## Цель
В каких строках записей ниже встречается слово «hoodie»? Сообщите каждую такую строку полностью, учитывая регистр букв.

[Сохранённые записи набора данных]
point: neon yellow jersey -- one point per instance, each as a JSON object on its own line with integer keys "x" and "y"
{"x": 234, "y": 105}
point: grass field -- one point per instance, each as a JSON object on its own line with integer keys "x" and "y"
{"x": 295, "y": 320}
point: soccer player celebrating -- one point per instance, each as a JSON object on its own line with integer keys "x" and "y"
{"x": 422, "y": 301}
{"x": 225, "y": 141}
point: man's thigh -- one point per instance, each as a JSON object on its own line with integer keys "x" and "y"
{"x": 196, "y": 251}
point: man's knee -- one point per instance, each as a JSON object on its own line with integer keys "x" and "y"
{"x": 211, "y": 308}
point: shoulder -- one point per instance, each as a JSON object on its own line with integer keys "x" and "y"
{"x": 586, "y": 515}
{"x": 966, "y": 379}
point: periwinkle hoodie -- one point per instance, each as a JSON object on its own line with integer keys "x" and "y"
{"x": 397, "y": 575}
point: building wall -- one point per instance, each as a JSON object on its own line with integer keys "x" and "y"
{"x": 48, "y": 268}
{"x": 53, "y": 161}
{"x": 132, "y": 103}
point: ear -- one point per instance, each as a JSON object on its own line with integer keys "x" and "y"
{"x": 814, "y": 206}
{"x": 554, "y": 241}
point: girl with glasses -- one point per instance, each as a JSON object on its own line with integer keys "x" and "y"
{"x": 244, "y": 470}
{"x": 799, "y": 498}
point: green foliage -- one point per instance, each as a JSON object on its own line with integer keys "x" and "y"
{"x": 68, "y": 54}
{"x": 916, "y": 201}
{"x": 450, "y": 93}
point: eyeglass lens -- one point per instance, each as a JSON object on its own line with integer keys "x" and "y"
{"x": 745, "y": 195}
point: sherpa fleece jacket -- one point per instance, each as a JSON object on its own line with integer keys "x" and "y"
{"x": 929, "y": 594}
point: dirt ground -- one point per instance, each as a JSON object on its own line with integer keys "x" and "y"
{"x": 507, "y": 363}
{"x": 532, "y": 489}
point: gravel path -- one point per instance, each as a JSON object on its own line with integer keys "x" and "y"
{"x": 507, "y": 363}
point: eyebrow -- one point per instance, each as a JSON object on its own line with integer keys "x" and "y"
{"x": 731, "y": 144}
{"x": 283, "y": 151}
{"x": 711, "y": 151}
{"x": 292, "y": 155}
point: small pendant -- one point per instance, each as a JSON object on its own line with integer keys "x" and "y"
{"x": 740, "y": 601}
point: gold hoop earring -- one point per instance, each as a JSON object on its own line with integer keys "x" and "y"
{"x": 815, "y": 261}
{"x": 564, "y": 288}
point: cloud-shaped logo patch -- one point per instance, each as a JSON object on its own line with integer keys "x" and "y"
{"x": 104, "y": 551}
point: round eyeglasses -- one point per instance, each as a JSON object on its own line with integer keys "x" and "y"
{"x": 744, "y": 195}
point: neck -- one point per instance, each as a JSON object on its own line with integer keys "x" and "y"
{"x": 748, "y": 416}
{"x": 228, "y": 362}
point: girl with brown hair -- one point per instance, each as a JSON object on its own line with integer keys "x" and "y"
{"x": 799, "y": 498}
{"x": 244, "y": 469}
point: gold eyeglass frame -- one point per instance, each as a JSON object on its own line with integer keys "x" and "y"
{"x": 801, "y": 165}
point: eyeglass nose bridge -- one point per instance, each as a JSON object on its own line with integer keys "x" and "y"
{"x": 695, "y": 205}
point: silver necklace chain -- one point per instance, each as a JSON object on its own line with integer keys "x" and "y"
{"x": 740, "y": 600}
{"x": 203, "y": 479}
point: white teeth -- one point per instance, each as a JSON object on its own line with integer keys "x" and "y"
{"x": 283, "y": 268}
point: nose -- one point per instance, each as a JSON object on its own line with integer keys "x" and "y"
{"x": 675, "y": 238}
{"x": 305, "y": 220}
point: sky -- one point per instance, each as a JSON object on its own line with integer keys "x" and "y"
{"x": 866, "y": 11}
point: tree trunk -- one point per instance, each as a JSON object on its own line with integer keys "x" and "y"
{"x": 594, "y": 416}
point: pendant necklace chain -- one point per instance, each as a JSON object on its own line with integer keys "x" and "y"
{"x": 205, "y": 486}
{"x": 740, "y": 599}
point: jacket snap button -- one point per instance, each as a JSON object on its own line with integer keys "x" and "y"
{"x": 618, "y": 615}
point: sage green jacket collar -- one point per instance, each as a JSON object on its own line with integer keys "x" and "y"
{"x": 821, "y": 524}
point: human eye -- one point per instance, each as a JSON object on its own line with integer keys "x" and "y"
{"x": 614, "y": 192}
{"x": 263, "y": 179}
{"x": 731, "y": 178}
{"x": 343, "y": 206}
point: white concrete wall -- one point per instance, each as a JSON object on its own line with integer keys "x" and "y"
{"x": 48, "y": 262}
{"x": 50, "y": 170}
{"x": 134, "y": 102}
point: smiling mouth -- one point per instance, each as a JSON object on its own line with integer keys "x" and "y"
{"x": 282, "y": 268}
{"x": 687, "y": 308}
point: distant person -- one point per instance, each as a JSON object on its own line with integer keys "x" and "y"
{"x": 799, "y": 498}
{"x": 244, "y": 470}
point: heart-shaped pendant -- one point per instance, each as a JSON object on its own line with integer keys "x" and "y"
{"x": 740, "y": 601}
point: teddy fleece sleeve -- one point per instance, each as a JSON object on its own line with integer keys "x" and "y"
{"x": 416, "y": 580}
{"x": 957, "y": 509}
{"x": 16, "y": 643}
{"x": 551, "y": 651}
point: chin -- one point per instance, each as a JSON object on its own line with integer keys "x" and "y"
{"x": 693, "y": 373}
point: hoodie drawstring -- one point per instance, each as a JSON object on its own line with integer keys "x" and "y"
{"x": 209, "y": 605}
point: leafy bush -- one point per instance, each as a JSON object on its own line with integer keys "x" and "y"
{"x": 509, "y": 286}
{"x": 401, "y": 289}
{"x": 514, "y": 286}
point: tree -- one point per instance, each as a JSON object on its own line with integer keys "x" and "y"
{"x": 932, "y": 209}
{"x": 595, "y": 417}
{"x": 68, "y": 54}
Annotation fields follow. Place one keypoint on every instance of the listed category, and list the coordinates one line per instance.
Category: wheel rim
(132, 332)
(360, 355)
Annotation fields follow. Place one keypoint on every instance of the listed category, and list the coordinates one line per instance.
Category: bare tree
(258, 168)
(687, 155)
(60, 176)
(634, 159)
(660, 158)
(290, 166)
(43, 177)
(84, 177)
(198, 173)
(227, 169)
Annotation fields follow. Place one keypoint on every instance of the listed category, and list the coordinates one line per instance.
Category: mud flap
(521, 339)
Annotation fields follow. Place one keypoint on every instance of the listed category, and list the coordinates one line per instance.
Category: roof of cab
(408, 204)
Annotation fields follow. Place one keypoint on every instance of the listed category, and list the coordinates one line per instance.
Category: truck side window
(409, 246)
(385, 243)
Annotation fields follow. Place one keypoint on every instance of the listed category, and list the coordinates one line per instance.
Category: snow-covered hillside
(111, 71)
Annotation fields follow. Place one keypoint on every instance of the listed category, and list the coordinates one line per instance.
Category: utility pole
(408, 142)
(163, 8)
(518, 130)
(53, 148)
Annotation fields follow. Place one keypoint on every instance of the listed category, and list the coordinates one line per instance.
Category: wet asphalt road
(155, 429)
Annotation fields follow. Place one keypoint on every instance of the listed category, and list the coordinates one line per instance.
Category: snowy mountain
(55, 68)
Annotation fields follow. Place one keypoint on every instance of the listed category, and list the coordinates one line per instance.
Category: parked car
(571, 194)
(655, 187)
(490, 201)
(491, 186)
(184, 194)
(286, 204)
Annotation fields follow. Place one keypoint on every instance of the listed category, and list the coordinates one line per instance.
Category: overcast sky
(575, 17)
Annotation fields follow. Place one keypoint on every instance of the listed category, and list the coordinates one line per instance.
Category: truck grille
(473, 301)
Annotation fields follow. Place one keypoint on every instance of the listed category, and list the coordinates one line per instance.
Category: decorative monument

## Решение задачи
point: periwinkle hoodie -- one point per instance, each as a JSON object on its own line with integer keys "x" and "y"
point: hoodie drawstring -- one point per instance, each as a JSON object on its own line with integer keys "x" and "y"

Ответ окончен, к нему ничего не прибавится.